# WHAT TO DO:
Reproduce the lines below word for word, omitting the pictures from your answer.

═════ GIVEN RECORDS

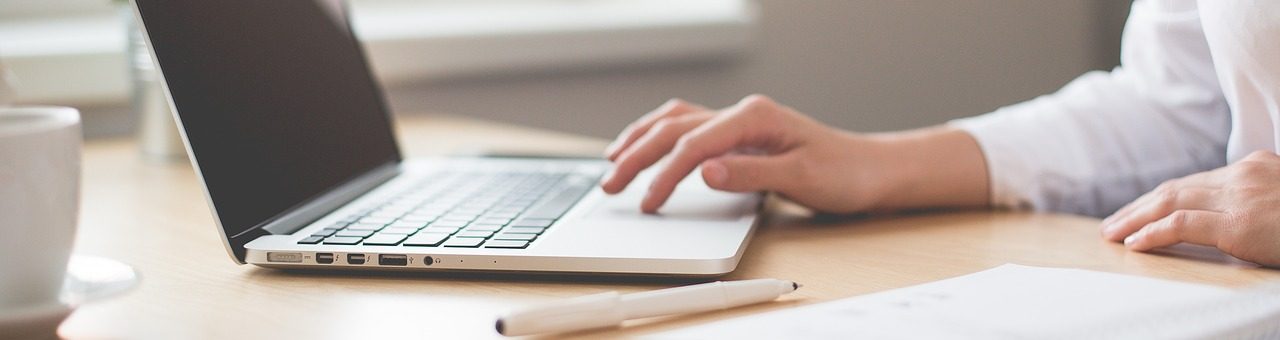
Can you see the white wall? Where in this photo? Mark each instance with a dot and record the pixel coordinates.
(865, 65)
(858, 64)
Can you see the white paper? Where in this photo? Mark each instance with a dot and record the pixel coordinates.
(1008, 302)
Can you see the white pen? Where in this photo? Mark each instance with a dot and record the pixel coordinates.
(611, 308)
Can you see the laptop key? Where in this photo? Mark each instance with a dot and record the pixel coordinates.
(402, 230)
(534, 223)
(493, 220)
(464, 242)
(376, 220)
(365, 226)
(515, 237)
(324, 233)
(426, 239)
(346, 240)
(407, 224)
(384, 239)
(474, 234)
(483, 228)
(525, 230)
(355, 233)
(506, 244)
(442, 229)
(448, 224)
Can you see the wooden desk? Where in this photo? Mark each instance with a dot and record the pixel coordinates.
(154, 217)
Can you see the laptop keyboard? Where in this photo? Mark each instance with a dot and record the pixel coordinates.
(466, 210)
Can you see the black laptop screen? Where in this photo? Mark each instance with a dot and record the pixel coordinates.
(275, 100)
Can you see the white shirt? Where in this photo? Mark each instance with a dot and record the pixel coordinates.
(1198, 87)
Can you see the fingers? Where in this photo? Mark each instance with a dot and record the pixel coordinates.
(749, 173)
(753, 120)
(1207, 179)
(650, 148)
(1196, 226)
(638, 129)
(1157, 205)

══════════

# FINAL RESULT:
Can you see the white wall? Where in this photo? Mark each instance with a dot and record the pixel coordinates.
(865, 65)
(858, 64)
Can you see the white paper? Where in this photo? Mark each instance with a dot and record the pixel coordinates.
(1008, 302)
Can you see the white pen? Where in this photo? Mark each instance with a dot and record the pixel coordinates.
(611, 308)
Can you see the laptop key? Where in this photo? Mark each instance with a dot and record the pixel coordinates.
(402, 230)
(534, 223)
(493, 220)
(464, 242)
(376, 220)
(365, 226)
(515, 237)
(324, 233)
(426, 239)
(346, 240)
(407, 224)
(384, 239)
(474, 234)
(483, 228)
(525, 230)
(355, 233)
(506, 244)
(442, 229)
(448, 224)
Can you see the wooden desk? Where in this photo? Mark each instance with a dot and record the pixel coordinates.
(154, 217)
Can you see the laptop keyboard? Where in this photo? Mark each instance with a dot and record the pixel coordinates.
(466, 210)
Can you see the black laptop screen? Where in this photo? Mark each instance with a dot and record the pixel coordinates.
(275, 100)
Can you see the white shirt? Where in this photo? Mark each instance with a dot and record the pixel coordinates.
(1198, 87)
Can you see the fingers? Where in this photo? Mark each instance with a dot and record the pixel coordinates.
(749, 173)
(753, 120)
(1207, 179)
(650, 148)
(1196, 226)
(638, 129)
(1157, 205)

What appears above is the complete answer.